● INSTRUCTION
In the listing below, please print the line that contains "of the chocolate" and every line that follows it, exactly.

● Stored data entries

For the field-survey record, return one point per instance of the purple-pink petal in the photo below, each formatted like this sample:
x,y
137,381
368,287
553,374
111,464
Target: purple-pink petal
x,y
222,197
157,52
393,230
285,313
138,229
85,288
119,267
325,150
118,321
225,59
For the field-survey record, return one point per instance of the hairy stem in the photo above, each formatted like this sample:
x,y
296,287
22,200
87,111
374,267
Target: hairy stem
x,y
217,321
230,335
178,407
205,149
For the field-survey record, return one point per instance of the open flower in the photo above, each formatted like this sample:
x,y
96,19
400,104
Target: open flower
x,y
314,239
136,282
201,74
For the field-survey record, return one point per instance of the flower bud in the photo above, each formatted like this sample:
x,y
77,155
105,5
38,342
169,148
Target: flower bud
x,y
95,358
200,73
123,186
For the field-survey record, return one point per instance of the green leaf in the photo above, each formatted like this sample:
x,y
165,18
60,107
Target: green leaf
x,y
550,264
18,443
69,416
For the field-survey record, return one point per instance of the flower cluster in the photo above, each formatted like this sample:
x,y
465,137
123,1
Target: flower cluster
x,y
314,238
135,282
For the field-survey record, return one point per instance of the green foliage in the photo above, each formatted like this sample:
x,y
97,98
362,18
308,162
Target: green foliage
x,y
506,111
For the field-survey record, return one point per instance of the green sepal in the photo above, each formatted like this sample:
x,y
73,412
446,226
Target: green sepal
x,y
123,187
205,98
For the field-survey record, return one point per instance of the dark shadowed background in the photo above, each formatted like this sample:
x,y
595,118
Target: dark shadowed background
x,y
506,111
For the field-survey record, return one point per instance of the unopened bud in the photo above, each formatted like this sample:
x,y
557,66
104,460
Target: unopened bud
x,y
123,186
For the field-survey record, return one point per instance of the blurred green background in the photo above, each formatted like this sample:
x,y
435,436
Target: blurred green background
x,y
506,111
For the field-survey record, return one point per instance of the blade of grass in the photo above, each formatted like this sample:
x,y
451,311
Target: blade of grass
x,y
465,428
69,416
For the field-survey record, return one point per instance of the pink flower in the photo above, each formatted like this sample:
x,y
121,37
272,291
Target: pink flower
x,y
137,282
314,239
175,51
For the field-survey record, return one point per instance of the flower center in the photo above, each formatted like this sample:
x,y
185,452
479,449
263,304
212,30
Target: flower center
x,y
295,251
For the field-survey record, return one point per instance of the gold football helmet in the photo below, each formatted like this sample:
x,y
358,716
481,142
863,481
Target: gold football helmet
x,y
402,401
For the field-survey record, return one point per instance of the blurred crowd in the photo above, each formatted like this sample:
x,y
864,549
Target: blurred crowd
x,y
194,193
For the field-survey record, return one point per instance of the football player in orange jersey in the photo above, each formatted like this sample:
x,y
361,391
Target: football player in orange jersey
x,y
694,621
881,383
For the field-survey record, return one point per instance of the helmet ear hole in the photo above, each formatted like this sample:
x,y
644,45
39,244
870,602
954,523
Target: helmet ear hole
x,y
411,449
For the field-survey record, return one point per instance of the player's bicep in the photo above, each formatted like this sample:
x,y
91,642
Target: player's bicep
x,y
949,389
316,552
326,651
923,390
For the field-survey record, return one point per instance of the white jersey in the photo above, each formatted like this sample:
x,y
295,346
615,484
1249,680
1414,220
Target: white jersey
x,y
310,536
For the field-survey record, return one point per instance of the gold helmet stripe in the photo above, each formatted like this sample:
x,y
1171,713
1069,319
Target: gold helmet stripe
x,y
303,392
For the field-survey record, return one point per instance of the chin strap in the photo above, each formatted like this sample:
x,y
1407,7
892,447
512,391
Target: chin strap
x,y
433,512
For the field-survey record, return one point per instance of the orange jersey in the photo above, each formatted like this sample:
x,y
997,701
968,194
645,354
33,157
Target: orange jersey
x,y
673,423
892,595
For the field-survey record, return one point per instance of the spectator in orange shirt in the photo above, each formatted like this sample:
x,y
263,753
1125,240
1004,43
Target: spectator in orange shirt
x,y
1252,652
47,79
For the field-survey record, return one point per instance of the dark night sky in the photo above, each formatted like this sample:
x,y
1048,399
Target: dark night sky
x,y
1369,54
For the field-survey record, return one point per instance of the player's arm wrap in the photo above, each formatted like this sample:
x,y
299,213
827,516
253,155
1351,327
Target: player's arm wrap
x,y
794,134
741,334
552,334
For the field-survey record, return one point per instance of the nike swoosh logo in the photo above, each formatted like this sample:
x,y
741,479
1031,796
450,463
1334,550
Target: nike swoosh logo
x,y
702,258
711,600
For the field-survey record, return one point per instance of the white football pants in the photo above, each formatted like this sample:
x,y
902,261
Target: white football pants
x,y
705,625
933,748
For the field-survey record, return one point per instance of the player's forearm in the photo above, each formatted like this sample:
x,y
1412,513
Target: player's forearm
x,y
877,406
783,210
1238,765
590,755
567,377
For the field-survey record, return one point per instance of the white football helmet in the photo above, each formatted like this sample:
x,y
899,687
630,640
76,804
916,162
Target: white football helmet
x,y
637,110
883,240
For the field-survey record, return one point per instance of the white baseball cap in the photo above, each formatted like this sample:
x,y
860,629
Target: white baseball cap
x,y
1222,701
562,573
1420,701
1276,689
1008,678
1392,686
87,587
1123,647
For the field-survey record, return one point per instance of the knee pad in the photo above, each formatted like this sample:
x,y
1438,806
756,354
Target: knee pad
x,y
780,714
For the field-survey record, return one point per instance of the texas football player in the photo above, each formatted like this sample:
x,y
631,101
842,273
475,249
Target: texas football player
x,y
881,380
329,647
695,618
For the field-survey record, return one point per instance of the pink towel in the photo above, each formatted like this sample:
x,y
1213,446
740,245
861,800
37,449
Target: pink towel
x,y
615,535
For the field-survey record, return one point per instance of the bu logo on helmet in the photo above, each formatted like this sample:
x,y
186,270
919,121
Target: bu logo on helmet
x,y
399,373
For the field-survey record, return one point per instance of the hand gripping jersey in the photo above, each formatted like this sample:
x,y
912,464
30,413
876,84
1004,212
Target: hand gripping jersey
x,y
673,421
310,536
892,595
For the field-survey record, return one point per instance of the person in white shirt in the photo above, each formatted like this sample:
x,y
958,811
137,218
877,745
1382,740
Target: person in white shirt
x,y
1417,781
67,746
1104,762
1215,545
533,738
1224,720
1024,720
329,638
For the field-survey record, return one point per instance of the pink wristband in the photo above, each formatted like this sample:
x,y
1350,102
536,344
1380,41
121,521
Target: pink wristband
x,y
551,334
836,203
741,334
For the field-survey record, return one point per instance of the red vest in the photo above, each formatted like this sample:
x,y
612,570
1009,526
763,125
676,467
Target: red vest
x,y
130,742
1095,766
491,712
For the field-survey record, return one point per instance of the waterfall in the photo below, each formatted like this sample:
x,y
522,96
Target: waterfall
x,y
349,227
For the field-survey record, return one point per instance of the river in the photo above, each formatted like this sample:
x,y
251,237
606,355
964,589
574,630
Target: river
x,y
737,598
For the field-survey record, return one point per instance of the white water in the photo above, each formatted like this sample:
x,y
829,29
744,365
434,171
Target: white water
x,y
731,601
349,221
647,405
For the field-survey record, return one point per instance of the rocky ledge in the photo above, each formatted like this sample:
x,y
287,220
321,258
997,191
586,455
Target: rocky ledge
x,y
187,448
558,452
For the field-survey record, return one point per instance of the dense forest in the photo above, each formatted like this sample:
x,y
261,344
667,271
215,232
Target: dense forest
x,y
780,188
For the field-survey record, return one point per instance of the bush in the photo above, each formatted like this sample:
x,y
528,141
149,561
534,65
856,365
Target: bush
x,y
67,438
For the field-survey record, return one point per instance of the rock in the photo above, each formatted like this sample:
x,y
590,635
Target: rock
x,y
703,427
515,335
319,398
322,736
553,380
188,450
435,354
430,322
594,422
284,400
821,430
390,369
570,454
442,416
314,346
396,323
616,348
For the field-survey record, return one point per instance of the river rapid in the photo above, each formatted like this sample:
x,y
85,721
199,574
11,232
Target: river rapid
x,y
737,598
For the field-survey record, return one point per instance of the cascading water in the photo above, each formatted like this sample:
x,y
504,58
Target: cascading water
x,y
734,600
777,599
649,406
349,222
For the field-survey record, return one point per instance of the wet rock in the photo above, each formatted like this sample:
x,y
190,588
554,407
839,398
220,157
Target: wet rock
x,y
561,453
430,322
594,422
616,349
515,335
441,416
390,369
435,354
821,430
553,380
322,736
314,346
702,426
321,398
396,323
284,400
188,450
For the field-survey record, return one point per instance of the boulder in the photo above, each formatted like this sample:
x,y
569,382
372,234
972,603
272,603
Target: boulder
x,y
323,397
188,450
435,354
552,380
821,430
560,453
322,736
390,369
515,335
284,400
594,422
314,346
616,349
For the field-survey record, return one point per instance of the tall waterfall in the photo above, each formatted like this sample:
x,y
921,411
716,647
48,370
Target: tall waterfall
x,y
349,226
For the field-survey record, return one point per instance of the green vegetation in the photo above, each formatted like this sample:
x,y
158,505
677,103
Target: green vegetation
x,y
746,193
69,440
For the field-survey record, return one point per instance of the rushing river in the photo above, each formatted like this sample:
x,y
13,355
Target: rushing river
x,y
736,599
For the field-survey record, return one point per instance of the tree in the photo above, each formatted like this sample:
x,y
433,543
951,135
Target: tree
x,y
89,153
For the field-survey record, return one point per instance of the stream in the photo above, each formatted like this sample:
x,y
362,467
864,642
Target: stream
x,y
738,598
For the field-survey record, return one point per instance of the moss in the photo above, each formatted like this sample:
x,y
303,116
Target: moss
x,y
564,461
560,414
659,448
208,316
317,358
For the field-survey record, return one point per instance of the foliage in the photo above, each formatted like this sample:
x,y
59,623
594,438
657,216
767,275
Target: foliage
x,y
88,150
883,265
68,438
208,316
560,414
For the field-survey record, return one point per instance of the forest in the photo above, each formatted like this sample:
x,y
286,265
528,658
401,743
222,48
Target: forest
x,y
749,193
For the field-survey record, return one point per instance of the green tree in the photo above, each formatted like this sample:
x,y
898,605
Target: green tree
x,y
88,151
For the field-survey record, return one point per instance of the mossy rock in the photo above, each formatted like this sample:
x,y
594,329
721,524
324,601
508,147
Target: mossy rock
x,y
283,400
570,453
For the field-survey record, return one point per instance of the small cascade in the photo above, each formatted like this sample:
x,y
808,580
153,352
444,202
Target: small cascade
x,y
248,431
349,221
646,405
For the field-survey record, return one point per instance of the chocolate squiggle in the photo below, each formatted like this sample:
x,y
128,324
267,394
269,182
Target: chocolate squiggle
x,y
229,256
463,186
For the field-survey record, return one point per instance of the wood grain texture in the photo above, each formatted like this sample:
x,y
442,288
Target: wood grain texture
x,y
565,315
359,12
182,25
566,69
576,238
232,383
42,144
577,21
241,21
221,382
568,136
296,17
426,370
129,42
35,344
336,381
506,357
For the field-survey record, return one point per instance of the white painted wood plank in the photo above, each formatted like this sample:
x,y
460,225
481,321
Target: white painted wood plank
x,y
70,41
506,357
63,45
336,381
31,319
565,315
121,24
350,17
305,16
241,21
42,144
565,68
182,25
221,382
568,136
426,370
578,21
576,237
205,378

● IN RESPONSE
For the field-survey record, return one point per instance of the chocolate squiggle in the photo below, each formatted like this sample:
x,y
128,324
267,394
269,182
Target: chocolate squiggle
x,y
229,256
463,186
For the field-survey record, return one point per instance of the wood grain texture in the photo above, each formatted like this sample:
x,y
442,288
Target: wood grain texture
x,y
565,315
359,12
182,25
566,69
576,238
232,383
42,144
577,21
241,21
221,382
568,136
296,17
426,370
129,42
35,344
336,381
506,357
For the field-survey record, return one point per instance of the white painted wood plank in the photo above, each formatted like this sample:
x,y
460,225
481,321
Target: white painted wood plank
x,y
70,41
506,357
63,45
336,381
31,319
565,315
121,24
350,17
305,16
241,21
42,144
565,68
182,25
221,382
568,136
426,370
578,21
576,237
205,378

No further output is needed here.